● **What you should do**: Gather every line of the data below that contains the string "concrete", and copy each one in full. Case counts.

--- start ---

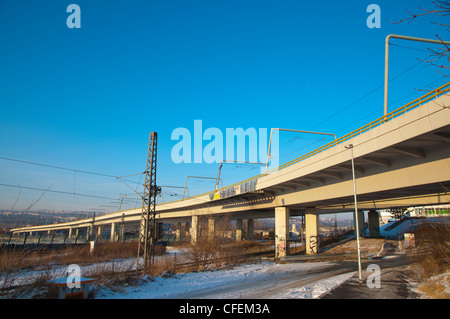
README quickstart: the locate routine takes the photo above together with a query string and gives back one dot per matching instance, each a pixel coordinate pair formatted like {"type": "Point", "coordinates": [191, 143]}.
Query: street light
{"type": "Point", "coordinates": [227, 161]}
{"type": "Point", "coordinates": [289, 130]}
{"type": "Point", "coordinates": [386, 60]}
{"type": "Point", "coordinates": [350, 146]}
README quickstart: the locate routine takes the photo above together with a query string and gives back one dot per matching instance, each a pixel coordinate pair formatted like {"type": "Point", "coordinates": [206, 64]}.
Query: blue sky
{"type": "Point", "coordinates": [87, 98]}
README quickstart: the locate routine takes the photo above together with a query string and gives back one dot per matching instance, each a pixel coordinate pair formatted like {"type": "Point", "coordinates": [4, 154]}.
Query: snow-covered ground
{"type": "Point", "coordinates": [266, 280]}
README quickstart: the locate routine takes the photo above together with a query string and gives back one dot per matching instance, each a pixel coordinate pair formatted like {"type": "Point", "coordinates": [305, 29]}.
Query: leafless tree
{"type": "Point", "coordinates": [437, 56]}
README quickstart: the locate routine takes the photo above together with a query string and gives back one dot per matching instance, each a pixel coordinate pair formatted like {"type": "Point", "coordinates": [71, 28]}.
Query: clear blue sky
{"type": "Point", "coordinates": [88, 98]}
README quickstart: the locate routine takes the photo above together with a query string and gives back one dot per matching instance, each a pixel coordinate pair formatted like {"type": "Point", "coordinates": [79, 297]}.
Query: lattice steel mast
{"type": "Point", "coordinates": [147, 231]}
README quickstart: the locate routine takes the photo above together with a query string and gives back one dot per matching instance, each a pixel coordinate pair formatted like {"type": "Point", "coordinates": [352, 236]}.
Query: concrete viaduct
{"type": "Point", "coordinates": [401, 160]}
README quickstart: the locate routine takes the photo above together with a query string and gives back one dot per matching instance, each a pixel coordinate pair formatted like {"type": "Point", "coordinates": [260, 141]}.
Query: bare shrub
{"type": "Point", "coordinates": [213, 247]}
{"type": "Point", "coordinates": [431, 253]}
{"type": "Point", "coordinates": [431, 257]}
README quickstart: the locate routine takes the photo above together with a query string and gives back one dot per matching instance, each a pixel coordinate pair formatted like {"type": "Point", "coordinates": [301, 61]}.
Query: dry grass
{"type": "Point", "coordinates": [431, 259]}
{"type": "Point", "coordinates": [370, 245]}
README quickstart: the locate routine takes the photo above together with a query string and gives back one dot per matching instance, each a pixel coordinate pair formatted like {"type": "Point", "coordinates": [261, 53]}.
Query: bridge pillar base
{"type": "Point", "coordinates": [239, 230]}
{"type": "Point", "coordinates": [113, 232]}
{"type": "Point", "coordinates": [311, 232]}
{"type": "Point", "coordinates": [281, 231]}
{"type": "Point", "coordinates": [250, 229]}
{"type": "Point", "coordinates": [194, 230]}
{"type": "Point", "coordinates": [374, 223]}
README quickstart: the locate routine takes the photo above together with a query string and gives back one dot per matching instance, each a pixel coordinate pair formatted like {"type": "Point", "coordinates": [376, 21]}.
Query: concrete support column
{"type": "Point", "coordinates": [361, 223]}
{"type": "Point", "coordinates": [374, 223]}
{"type": "Point", "coordinates": [311, 232]}
{"type": "Point", "coordinates": [281, 231]}
{"type": "Point", "coordinates": [194, 229]}
{"type": "Point", "coordinates": [187, 229]}
{"type": "Point", "coordinates": [211, 228]}
{"type": "Point", "coordinates": [239, 230]}
{"type": "Point", "coordinates": [113, 232]}
{"type": "Point", "coordinates": [250, 229]}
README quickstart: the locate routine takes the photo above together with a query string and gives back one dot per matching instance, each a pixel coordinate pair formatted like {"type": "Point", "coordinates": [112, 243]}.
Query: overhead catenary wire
{"type": "Point", "coordinates": [57, 191]}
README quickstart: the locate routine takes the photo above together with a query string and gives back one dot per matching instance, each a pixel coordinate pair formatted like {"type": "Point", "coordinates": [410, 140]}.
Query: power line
{"type": "Point", "coordinates": [57, 191]}
{"type": "Point", "coordinates": [53, 166]}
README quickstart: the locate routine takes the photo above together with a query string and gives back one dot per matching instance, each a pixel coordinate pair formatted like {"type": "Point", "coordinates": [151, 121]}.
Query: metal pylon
{"type": "Point", "coordinates": [147, 231]}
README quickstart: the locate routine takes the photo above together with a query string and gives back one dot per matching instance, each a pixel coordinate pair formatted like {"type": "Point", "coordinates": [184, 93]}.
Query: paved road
{"type": "Point", "coordinates": [392, 284]}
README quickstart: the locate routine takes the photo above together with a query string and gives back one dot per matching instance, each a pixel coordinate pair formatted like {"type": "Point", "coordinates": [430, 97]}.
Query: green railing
{"type": "Point", "coordinates": [411, 105]}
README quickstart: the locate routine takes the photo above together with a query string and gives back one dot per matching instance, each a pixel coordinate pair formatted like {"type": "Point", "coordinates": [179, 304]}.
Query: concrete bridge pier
{"type": "Point", "coordinates": [113, 232]}
{"type": "Point", "coordinates": [281, 231]}
{"type": "Point", "coordinates": [361, 223]}
{"type": "Point", "coordinates": [250, 229]}
{"type": "Point", "coordinates": [211, 227]}
{"type": "Point", "coordinates": [311, 232]}
{"type": "Point", "coordinates": [374, 223]}
{"type": "Point", "coordinates": [194, 229]}
{"type": "Point", "coordinates": [239, 229]}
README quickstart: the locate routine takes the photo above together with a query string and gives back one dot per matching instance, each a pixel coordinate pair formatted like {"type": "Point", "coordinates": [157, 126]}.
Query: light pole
{"type": "Point", "coordinates": [350, 146]}
{"type": "Point", "coordinates": [288, 130]}
{"type": "Point", "coordinates": [386, 60]}
{"type": "Point", "coordinates": [227, 161]}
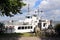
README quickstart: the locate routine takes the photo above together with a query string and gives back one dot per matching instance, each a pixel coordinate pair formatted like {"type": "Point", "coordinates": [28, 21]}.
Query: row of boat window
{"type": "Point", "coordinates": [25, 27]}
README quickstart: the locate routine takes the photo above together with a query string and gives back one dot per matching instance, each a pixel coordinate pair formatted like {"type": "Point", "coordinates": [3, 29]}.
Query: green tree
{"type": "Point", "coordinates": [10, 7]}
{"type": "Point", "coordinates": [57, 28]}
{"type": "Point", "coordinates": [2, 27]}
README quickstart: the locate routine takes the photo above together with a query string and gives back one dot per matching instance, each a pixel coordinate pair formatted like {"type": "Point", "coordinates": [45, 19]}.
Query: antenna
{"type": "Point", "coordinates": [38, 11]}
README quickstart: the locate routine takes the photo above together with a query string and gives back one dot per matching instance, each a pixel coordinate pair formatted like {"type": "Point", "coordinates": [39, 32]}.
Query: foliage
{"type": "Point", "coordinates": [10, 7]}
{"type": "Point", "coordinates": [1, 27]}
{"type": "Point", "coordinates": [57, 28]}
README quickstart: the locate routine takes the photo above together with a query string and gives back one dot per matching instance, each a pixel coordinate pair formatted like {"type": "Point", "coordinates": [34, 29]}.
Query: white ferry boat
{"type": "Point", "coordinates": [27, 25]}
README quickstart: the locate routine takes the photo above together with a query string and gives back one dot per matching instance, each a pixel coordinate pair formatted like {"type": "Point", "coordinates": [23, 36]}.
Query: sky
{"type": "Point", "coordinates": [50, 8]}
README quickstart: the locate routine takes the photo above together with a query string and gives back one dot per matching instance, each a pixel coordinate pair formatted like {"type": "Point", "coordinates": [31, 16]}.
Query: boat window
{"type": "Point", "coordinates": [28, 27]}
{"type": "Point", "coordinates": [44, 24]}
{"type": "Point", "coordinates": [22, 27]}
{"type": "Point", "coordinates": [27, 16]}
{"type": "Point", "coordinates": [19, 27]}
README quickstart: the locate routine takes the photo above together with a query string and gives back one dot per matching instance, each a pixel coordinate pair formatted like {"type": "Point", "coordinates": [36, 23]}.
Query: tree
{"type": "Point", "coordinates": [2, 27]}
{"type": "Point", "coordinates": [57, 28]}
{"type": "Point", "coordinates": [10, 7]}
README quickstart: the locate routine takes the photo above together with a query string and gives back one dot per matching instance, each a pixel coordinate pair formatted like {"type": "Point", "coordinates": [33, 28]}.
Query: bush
{"type": "Point", "coordinates": [2, 27]}
{"type": "Point", "coordinates": [57, 28]}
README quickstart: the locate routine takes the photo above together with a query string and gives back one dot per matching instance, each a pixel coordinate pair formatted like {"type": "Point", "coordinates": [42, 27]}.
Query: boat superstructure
{"type": "Point", "coordinates": [27, 25]}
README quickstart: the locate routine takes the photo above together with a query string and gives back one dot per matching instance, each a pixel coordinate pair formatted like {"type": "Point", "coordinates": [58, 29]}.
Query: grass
{"type": "Point", "coordinates": [16, 35]}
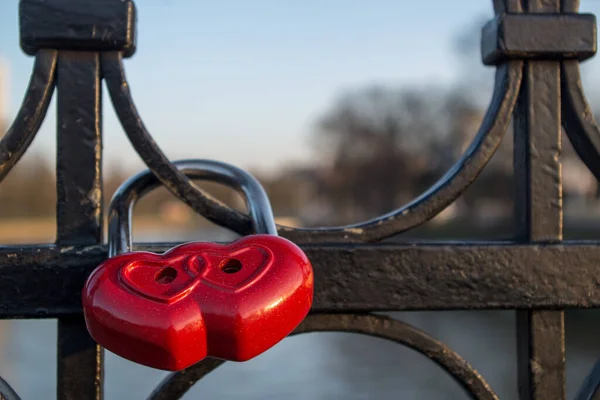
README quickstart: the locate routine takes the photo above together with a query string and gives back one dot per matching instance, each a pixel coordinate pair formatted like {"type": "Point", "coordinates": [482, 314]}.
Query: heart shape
{"type": "Point", "coordinates": [171, 310]}
{"type": "Point", "coordinates": [160, 281]}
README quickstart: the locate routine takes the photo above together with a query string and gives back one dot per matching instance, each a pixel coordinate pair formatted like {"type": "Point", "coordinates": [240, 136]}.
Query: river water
{"type": "Point", "coordinates": [319, 365]}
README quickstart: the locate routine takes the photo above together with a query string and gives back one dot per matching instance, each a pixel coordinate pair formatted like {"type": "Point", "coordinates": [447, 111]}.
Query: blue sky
{"type": "Point", "coordinates": [243, 81]}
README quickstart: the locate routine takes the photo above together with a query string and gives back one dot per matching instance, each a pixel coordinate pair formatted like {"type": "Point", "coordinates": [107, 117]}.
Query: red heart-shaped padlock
{"type": "Point", "coordinates": [139, 306]}
{"type": "Point", "coordinates": [254, 293]}
{"type": "Point", "coordinates": [170, 311]}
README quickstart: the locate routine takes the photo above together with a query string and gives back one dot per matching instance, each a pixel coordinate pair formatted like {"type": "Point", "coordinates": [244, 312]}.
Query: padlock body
{"type": "Point", "coordinates": [163, 332]}
{"type": "Point", "coordinates": [171, 310]}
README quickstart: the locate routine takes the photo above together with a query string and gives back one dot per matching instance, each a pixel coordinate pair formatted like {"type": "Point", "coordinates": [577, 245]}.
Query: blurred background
{"type": "Point", "coordinates": [344, 110]}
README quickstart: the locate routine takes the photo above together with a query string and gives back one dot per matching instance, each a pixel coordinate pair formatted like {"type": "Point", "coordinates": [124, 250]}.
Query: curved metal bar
{"type": "Point", "coordinates": [417, 212]}
{"type": "Point", "coordinates": [174, 180]}
{"type": "Point", "coordinates": [32, 112]}
{"type": "Point", "coordinates": [175, 385]}
{"type": "Point", "coordinates": [124, 199]}
{"type": "Point", "coordinates": [7, 392]}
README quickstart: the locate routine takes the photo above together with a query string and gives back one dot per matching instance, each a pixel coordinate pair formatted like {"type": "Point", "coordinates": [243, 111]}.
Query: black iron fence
{"type": "Point", "coordinates": [536, 46]}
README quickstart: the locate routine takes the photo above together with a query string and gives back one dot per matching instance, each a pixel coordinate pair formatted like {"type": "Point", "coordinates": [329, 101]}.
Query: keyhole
{"type": "Point", "coordinates": [166, 275]}
{"type": "Point", "coordinates": [231, 266]}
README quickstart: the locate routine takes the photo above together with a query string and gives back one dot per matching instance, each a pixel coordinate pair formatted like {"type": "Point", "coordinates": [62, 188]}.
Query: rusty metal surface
{"type": "Point", "coordinates": [537, 83]}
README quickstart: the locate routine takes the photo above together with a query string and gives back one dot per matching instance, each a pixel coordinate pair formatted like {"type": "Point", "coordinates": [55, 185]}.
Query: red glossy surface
{"type": "Point", "coordinates": [171, 310]}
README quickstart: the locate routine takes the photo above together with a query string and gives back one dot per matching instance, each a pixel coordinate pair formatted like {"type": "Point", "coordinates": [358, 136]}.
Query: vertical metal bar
{"type": "Point", "coordinates": [540, 334]}
{"type": "Point", "coordinates": [79, 209]}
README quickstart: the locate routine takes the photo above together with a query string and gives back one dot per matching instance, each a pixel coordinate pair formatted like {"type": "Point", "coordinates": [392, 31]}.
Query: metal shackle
{"type": "Point", "coordinates": [134, 188]}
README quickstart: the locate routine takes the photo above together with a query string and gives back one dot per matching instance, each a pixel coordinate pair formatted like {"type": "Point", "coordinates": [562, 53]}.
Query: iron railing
{"type": "Point", "coordinates": [536, 46]}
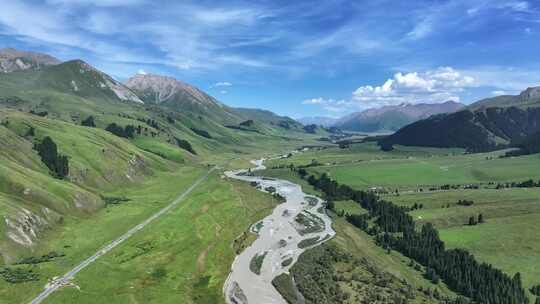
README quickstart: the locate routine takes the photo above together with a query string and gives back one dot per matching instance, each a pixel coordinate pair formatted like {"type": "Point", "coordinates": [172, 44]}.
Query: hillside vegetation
{"type": "Point", "coordinates": [483, 126]}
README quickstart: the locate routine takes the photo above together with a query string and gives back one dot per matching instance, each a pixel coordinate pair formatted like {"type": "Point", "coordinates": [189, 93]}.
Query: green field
{"type": "Point", "coordinates": [184, 256]}
{"type": "Point", "coordinates": [351, 240]}
{"type": "Point", "coordinates": [422, 171]}
{"type": "Point", "coordinates": [508, 239]}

--- end ---

● **Full answer**:
Query: concrete viaduct
Query: concrete support column
Query: concrete bridge pier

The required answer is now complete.